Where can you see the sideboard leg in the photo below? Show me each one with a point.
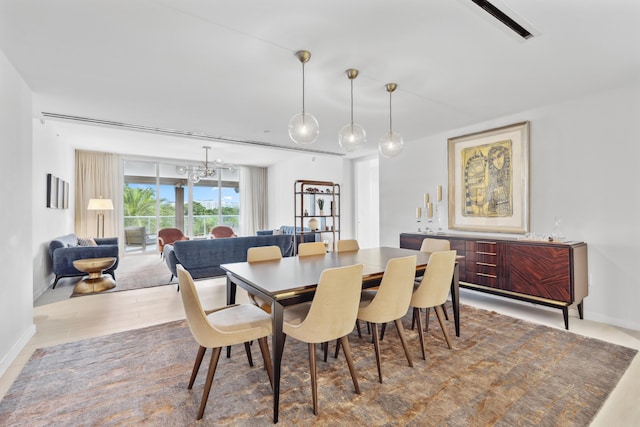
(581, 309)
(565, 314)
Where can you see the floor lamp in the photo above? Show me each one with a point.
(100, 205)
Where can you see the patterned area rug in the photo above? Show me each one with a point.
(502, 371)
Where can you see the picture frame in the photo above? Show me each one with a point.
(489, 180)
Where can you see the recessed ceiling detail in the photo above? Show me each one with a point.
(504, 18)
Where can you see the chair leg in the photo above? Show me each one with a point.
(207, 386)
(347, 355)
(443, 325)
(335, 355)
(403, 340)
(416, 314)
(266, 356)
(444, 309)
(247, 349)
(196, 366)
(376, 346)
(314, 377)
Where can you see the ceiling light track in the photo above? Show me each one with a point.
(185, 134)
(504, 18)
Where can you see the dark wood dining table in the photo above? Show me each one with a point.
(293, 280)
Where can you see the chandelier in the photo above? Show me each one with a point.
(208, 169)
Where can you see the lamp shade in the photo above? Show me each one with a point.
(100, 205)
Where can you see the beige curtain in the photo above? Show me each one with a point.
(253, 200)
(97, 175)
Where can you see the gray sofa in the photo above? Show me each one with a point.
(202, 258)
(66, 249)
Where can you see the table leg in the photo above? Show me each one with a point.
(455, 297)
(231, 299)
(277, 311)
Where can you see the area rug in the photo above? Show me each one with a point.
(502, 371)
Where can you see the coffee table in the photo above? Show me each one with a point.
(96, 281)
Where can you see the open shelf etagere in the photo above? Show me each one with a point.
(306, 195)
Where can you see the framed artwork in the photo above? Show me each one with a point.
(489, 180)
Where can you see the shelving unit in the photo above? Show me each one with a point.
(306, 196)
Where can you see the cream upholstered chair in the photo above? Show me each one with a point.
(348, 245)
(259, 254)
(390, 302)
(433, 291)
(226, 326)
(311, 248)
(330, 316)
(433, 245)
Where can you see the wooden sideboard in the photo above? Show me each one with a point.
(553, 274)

▬▬▬▬▬▬

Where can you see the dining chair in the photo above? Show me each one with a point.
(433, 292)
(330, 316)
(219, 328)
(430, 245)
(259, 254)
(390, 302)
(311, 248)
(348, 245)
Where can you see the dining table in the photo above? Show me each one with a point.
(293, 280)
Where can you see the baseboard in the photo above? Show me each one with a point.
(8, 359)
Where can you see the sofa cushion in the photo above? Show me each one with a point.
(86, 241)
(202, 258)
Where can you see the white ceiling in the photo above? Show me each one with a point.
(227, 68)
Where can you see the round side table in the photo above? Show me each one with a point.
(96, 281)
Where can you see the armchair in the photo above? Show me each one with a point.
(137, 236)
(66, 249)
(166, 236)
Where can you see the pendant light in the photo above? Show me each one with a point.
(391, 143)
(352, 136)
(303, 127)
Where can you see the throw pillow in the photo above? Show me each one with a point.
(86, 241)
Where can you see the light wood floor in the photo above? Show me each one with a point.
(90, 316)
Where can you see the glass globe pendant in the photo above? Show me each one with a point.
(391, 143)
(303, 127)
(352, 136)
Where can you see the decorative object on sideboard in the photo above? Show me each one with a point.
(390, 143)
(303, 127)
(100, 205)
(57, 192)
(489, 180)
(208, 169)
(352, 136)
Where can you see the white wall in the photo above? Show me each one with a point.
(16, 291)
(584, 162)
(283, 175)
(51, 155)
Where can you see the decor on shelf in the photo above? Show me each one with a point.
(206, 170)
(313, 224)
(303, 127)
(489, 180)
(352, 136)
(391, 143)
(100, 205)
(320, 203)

▬▬▬▬▬▬

Gather every row above that contains the word "ceiling", and copy each of those rows in full.

» Result for this task:
Where can you see the recessed ceiling detail in the photo above? Show me each one with a point.
Where can you see the ceiling light track in the photo above? Show me each one with a point.
Where can you see the white ceiling in the photo above? Show me each one with a point.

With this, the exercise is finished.